--- BEGIN ---
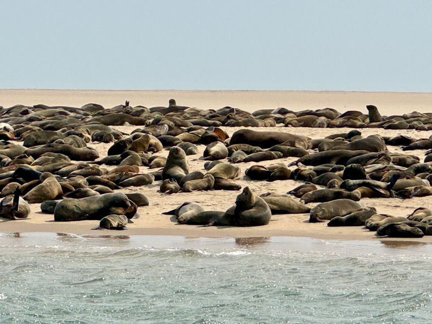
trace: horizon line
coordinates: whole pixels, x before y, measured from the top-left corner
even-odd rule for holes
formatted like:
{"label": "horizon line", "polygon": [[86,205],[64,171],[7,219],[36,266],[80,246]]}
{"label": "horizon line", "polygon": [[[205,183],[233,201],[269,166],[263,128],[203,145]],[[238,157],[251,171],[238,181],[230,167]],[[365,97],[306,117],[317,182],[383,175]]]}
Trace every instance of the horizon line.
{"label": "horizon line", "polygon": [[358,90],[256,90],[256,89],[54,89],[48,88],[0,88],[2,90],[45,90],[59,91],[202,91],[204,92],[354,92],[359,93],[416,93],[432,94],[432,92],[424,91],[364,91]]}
--- END ---
--- BEGIN ---
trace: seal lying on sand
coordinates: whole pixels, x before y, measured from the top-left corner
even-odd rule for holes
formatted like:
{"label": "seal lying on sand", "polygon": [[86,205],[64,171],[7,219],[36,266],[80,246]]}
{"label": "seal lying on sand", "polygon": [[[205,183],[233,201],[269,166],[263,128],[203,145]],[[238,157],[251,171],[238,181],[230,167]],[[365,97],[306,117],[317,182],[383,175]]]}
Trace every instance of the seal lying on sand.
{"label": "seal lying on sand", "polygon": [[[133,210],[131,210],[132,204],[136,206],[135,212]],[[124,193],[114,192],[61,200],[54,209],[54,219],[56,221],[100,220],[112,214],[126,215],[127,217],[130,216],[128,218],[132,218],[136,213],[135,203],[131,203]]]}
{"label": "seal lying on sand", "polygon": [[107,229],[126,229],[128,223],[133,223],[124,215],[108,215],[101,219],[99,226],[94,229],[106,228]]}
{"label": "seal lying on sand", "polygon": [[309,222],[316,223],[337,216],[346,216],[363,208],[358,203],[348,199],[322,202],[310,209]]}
--- END ---
Format everything from the line containing "trace: horizon line" down to the line containing "Trace every instance of the horizon line." as a JSON list of strings, one string per line, leaving out blank lines.

[
  "trace: horizon line",
  "coordinates: whole pixels, x before y, measured from the top-left corner",
  "even-odd rule for holes",
  "formatted like:",
  "{\"label\": \"horizon line\", \"polygon\": [[86,205],[64,171],[7,219],[36,266],[80,246]]}",
  "{\"label\": \"horizon line\", \"polygon\": [[[205,183],[233,201],[269,166],[263,128],[203,145]],[[238,157],[251,171],[238,181],[230,167]],[[365,97],[306,117],[317,182],[383,175]]]}",
  "Trace every instance of the horizon line."
]